[ASSIGNMENT]
Can you transcribe the speech therapy text, starting at "What we did" and ending at "said something wrong."?

[EXTRACT TO READ]
==================================================

Speech Therapy

Memories of speech therapy made me seek out psychological therapy later in life.

Overall, it was a horrible experience for me. To answer the OP's question, we focused on nearly all of the sounds. I sat there and repeated (if I could) whatever the SLP was saying. Boring. Then I put a star by my name on a chart...never knew what the purpose of it was. I stopped going in 7th grade...lied my way out of it by joining choir, of all things. Ironically, choir helped my speech improve tremendously.
 
I've had two speech therapists that I've been seeing for a long time. from ~3 years old till 15ish. I still had refresher courses until I went to college, but it was also to see her as a friend. (I still speak to both of them.)

What we did varied with age. From 3-5 years old, it was mostly puzzle games. No speech correction other than asking me to say the full sentence (i.e. Say "I would like to have that sticker, please." instead of "THAT ONE!"). From 5-8ish years old, it was more about building my vocabulary and learning how to say them. Then afterwards, it was about speech correction. I would recite essays and she would correct me if I said something wrong.

It was fun and incredibly useful for me.

==================================================

Dataset entries:
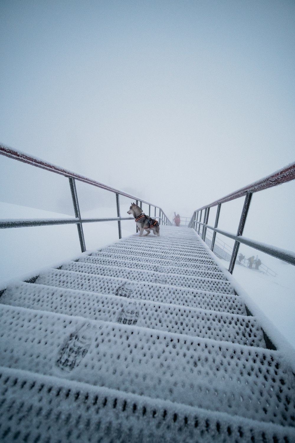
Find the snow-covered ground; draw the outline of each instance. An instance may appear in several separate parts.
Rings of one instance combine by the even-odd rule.
[[[295,348],[295,266],[272,257],[269,261],[275,277],[238,264],[233,276]]]
[[[121,206],[123,217],[128,216],[128,209],[126,205]],[[116,216],[109,211],[110,208],[103,208],[99,214],[92,211],[83,216]],[[0,203],[0,213],[3,218],[70,218],[63,214],[3,203]],[[132,220],[123,222],[122,228],[123,237],[135,232]],[[88,251],[102,247],[119,238],[116,222],[85,223],[83,229]],[[16,279],[37,275],[43,268],[56,266],[81,254],[75,225],[0,229],[0,289]],[[265,254],[261,259],[277,273],[276,277],[238,264],[233,276],[295,348],[295,267]],[[228,268],[227,262],[220,261]]]

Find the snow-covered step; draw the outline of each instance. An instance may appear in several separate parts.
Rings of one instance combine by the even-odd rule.
[[[89,263],[70,261],[61,266],[62,269],[84,272],[93,275],[107,276],[117,278],[127,279],[135,281],[146,281],[151,283],[193,288],[201,291],[223,294],[234,294],[231,283],[225,280],[202,278],[190,276],[174,275],[155,271],[130,269],[118,266],[103,266]]]
[[[104,252],[106,251],[113,251],[114,250],[118,250],[119,252],[122,252],[122,254],[132,253],[136,251],[142,254],[146,254],[150,253],[163,253],[163,247],[159,246],[155,247],[153,245],[141,245],[139,247],[136,246],[128,245],[121,243],[115,243],[109,246],[106,246],[102,249],[101,250]],[[192,248],[192,249],[184,248],[183,249],[177,249],[175,248],[169,247],[166,246],[165,248],[165,254],[169,254],[171,256],[180,256],[184,257],[199,257],[200,258],[207,258],[212,259],[212,256],[208,253],[208,250]]]
[[[162,251],[165,250],[163,248]],[[196,256],[191,254],[182,253],[174,254],[172,253],[157,252],[152,249],[150,251],[142,251],[136,248],[117,248],[114,246],[108,246],[103,248],[101,251],[97,251],[92,253],[92,255],[99,255],[100,253],[109,254],[108,256],[119,256],[124,257],[129,260],[130,256],[135,256],[146,257],[147,259],[153,258],[154,259],[162,259],[164,260],[169,260],[174,265],[177,264],[180,262],[183,262],[187,264],[191,263],[200,263],[206,264],[213,264],[216,265],[216,262],[209,254],[202,256]]]
[[[165,245],[166,250],[173,252],[178,251],[180,252],[184,250],[192,250],[194,252],[197,251],[207,253],[208,251],[204,243],[200,242],[190,241],[185,243],[179,242],[176,243],[174,241],[167,242],[164,240],[157,240],[155,238],[149,239],[143,237],[143,239],[142,237],[137,236],[130,237],[127,240],[120,241],[114,244],[116,245],[139,247],[141,249],[142,248],[147,247],[153,248],[153,249],[159,249],[163,248],[163,245]]]
[[[172,303],[198,309],[247,315],[246,308],[241,297],[229,294],[131,281],[124,279],[103,277],[62,269],[52,269],[44,272],[38,277],[35,282],[57,288],[115,294],[135,299]]]
[[[157,256],[158,254],[157,254]],[[169,258],[161,258],[158,256],[155,256],[150,254],[149,256],[146,254],[138,253],[136,255],[136,252],[133,254],[123,255],[119,253],[112,252],[102,252],[97,251],[92,253],[89,256],[93,258],[102,257],[105,258],[115,259],[119,260],[128,260],[128,261],[135,261],[137,263],[144,263],[154,264],[157,265],[167,266],[179,266],[180,268],[188,267],[196,269],[208,269],[212,271],[220,271],[220,268],[216,262],[211,260],[199,259],[199,261],[194,262],[191,260],[189,261],[184,261],[184,259],[178,257],[177,260],[175,260],[174,256],[170,256]],[[79,261],[80,261],[79,259]]]
[[[294,426],[277,351],[2,305],[4,366]]]
[[[295,440],[290,427],[3,367],[0,393],[4,443]]]
[[[1,303],[92,320],[265,347],[262,330],[253,317],[24,282],[8,288],[1,298]]]
[[[78,261],[101,266],[119,266],[121,268],[129,268],[130,269],[142,269],[146,271],[156,271],[183,276],[192,276],[194,277],[214,279],[224,279],[224,274],[218,266],[208,267],[207,269],[196,269],[193,268],[178,267],[165,265],[161,263],[153,262],[132,261],[130,260],[119,260],[104,256],[83,256],[79,259]]]

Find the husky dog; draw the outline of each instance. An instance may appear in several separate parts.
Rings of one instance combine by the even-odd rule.
[[[145,237],[150,234],[151,231],[153,231],[155,235],[160,237],[160,226],[158,222],[146,215],[141,208],[135,203],[131,204],[130,209],[127,211],[127,214],[132,214],[135,218],[137,227],[139,229],[140,237],[142,235],[145,229],[147,231],[147,233],[144,236]]]

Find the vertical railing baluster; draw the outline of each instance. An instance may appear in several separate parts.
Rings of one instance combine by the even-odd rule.
[[[207,208],[207,209],[206,215],[206,220],[205,220],[205,225],[207,225],[208,224],[208,219],[209,218],[209,211],[210,210],[210,208]],[[206,228],[206,227],[205,226],[204,226],[204,231],[203,231],[203,241],[205,241],[205,240],[206,240],[206,232],[207,232],[207,228]]]
[[[120,217],[120,202],[119,201],[119,194],[116,193],[116,205],[117,206],[117,217]],[[118,231],[119,234],[119,238],[122,238],[122,234],[121,229],[121,220],[118,221]]]
[[[203,240],[203,237],[204,237],[204,231],[205,230],[205,226],[204,225],[206,222],[206,215],[207,214],[207,208],[205,209],[205,212],[204,213],[204,218],[203,219],[203,223],[204,224],[202,227],[202,235],[201,237],[202,240]]]
[[[219,219],[219,214],[220,214],[220,208],[221,207],[221,203],[218,203],[217,206],[217,210],[216,211],[216,217],[215,219],[215,225],[214,225],[215,228],[217,228],[218,226],[218,221]],[[215,231],[213,231],[213,235],[212,237],[212,243],[211,244],[211,250],[213,251],[214,249],[214,245],[215,244],[215,237],[216,236],[216,233]]]
[[[201,220],[202,219],[202,211],[203,211],[203,209],[201,209],[201,210],[200,210],[200,218],[199,218],[199,221],[200,222],[201,222]],[[198,234],[199,235],[200,235],[200,227],[201,227],[201,225],[200,225],[200,224],[199,223],[199,228],[198,229]]]
[[[79,202],[78,201],[78,196],[77,195],[77,190],[76,187],[75,179],[73,179],[72,177],[69,177],[69,181],[70,188],[71,188],[73,204],[74,205],[75,217],[76,218],[79,218],[80,220],[80,222],[77,223],[77,228],[78,229],[78,234],[79,235],[79,239],[80,241],[81,250],[82,252],[85,252],[86,248],[85,246],[83,229],[82,226],[82,223],[81,222],[81,215],[80,214],[80,210],[79,207]]]
[[[243,231],[244,230],[244,228],[246,222],[246,219],[247,218],[248,211],[249,210],[249,207],[250,206],[250,203],[251,203],[252,197],[252,193],[247,192],[246,194],[245,202],[244,202],[243,210],[242,211],[241,219],[240,220],[240,223],[239,224],[239,227],[238,229],[238,233],[237,233],[237,237],[238,237],[239,235],[241,235],[243,233]],[[228,268],[229,272],[231,274],[233,273],[233,271],[234,271],[234,268],[236,262],[237,256],[238,256],[238,253],[239,250],[239,246],[240,242],[236,240],[234,242],[234,245],[233,253],[231,254],[231,258],[230,259],[230,266]]]

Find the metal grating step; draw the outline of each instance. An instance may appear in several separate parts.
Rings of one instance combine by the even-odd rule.
[[[126,298],[147,300],[247,315],[243,301],[238,296],[218,294],[156,283],[130,281],[114,277],[84,274],[72,271],[52,269],[36,280],[40,284],[111,294]]]
[[[116,254],[117,256],[120,256],[121,258],[124,256],[127,260],[129,260],[127,257],[129,256],[132,255],[140,257],[144,256],[147,258],[152,258],[153,260],[160,258],[164,260],[169,260],[174,265],[177,264],[180,261],[183,261],[186,263],[187,264],[189,264],[190,266],[191,263],[202,263],[216,265],[216,262],[209,255],[202,256],[196,256],[189,254],[179,255],[172,253],[165,253],[157,252],[156,251],[153,251],[152,249],[150,251],[145,251],[144,253],[143,253],[140,250],[134,248],[124,249],[122,248],[109,246],[102,250],[101,251],[93,253],[92,255],[94,256],[96,255],[99,256],[100,253],[101,252],[109,254],[108,256],[116,256]]]
[[[277,351],[4,305],[0,329],[3,366],[294,425]]]
[[[25,283],[9,288],[1,302],[92,320],[266,347],[261,328],[253,317]]]
[[[169,255],[172,257],[174,256],[176,257],[180,256],[186,260],[189,260],[190,259],[193,258],[194,259],[193,261],[195,261],[196,259],[199,258],[207,259],[213,261],[212,256],[208,253],[208,251],[203,250],[203,249],[196,251],[192,249],[188,249],[186,248],[183,250],[180,250],[167,246],[165,249],[165,255]],[[152,245],[144,246],[140,245],[140,247],[138,248],[136,246],[127,246],[121,243],[115,243],[111,246],[106,246],[105,248],[102,248],[101,250],[103,252],[113,251],[115,252],[120,253],[122,254],[133,254],[134,253],[136,255],[138,255],[138,254],[147,255],[150,253],[155,254],[163,253],[163,248],[160,246],[156,247]]]
[[[207,278],[199,277],[173,275],[163,272],[120,268],[118,266],[102,266],[71,261],[63,264],[61,269],[66,271],[83,272],[97,276],[107,276],[117,278],[127,279],[135,281],[146,281],[151,283],[161,283],[182,288],[193,288],[201,291],[223,294],[234,294],[230,283],[225,280],[216,279],[211,276]]]
[[[110,258],[107,257],[93,257],[89,255],[83,256],[79,259],[79,262],[99,264],[101,266],[118,266],[120,268],[128,268],[133,269],[142,269],[146,271],[165,272],[176,275],[192,276],[194,277],[203,278],[225,279],[224,274],[218,266],[208,267],[207,269],[195,269],[193,268],[178,268],[177,266],[169,266],[161,263],[147,263],[143,261],[132,261],[130,260],[119,260]]]
[[[1,441],[295,441],[292,364],[193,229],[62,267],[0,298]]]
[[[292,443],[294,428],[0,367],[4,443]]]
[[[157,254],[157,256],[158,254]],[[177,260],[175,260],[174,256],[170,257],[169,258],[163,259],[159,256],[155,256],[154,255],[150,254],[149,256],[146,255],[143,255],[142,254],[138,253],[136,255],[136,252],[134,254],[123,254],[119,253],[111,252],[102,252],[101,251],[96,251],[92,253],[91,256],[93,258],[96,257],[101,258],[112,258],[119,260],[128,260],[128,261],[135,261],[136,263],[144,263],[154,264],[157,265],[167,266],[178,266],[180,268],[189,267],[192,269],[208,269],[216,270],[220,269],[220,268],[216,264],[215,262],[211,260],[206,259],[199,259],[199,261],[193,262],[191,260],[189,261],[184,261],[184,259],[181,257],[178,257]]]

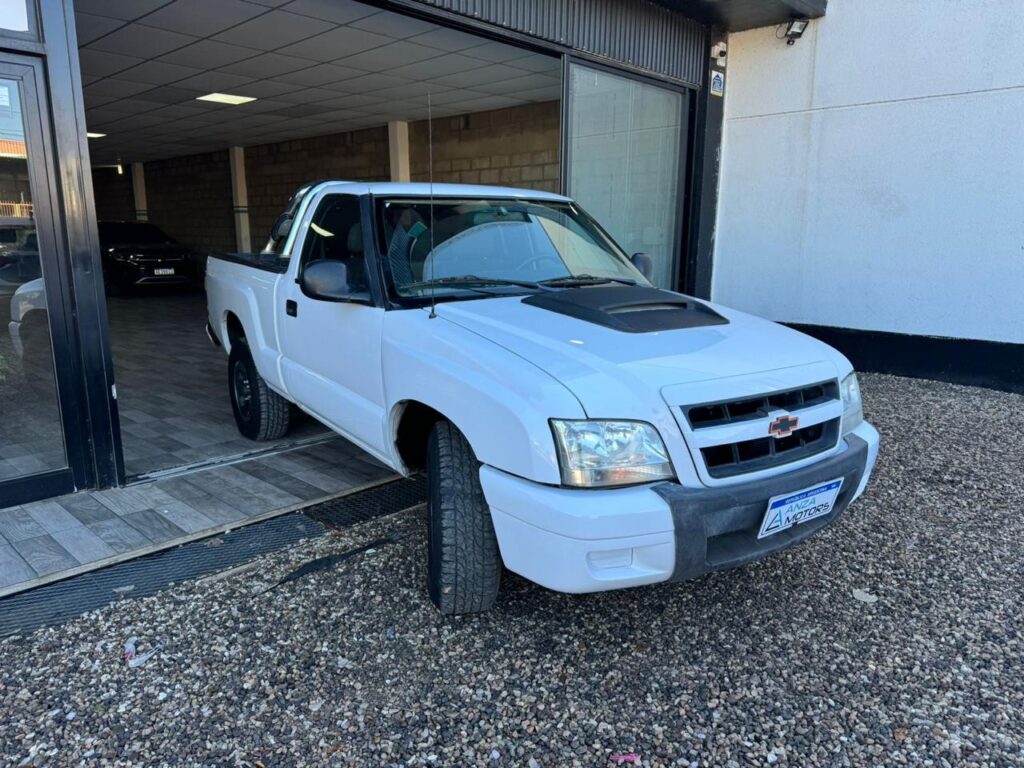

==================================================

[ANSWER SPACE]
What we did varied with age. From 3-5 years old, it was mostly puzzle games. No speech correction other than asking me to say the full sentence (i.e. Say "I would like to have that sticker, please." instead of "THAT ONE!"). From 5-8ish years old, it was more about building my vocabulary and learning how to say them. Then afterwards, it was about speech correction. I would recite essays and she would correct me if I said something wrong.